## What is asked
(A) In the Goblet of Fire review below, whose voice does the writer hear in their head as amazingly close to Stu Pickles?
(B) Using the Goblet of Fire review below, explain why Harry was never supposed to compete in the Triwizard Tournament.

Pt. 4 of The Harry Potter Readstravaganza
Intro (Pt. 0)
Book 1 · 2 · 3 · 4 · 5 · 6 · 7 (pt. 1 + 2)
Special Editions · International (pt. 1 + 2)
If Prisoner of Azkaban was “darkness to light,” then Goblet is a search for balance.
This shows what the series is capable of — bright action, laughs, and fun schoolbound adventuring, but with a dark side that’s frightening because it’s not so removed from real Muggle non-book life.
Also, for what I believe is the first time, the ending DOESN’T suggest that Harry Potter is about to gleefully torture the Dursleys. If that’s not a sign of thematic development, I don’t know what is.
I don’t have a stupid cartoon cast to compare the gang to this time (you’ll recall that I’ve likened them to both Rugrats and the Fairly OddParents), but I will say this: my head-voice for Sirius Black is amazingly close to Stu Pickles.
In Hindsight, I Guess This Wasn’t The Most Amazing Plot Of All Time
Once again, we have an adventure with B-plots, C-plots, and an overarching mystery that ties it all in with Voldemort. Like I said, this is the Chuunin Exams of the Harry Potter series: the Triwizard Tournament, where “champions” from three wizarding schools compete for money and glory.
Without spoiling anything…oh, for heaven’s sake, it should not count as a spoiler that Harry ends up competing, despite all the suspense around it. He was never supposed to compete in the first place — he’s too young and inexperienced, and the tournament has killed many participants in past centuries — but a mysterious person tossed his name in the Goblet of Fire, which is like the Sorting Hat except even more limited and plot-specific.

## Material

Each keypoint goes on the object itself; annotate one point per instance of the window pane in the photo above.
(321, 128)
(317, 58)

## Full solutions
(A) Sirius Black.

(B) He is too young and inexperienced, and the tournament has killed many participants in past centuries. He ends up competing only because a mysterious person put his name in the Goblet of Fire.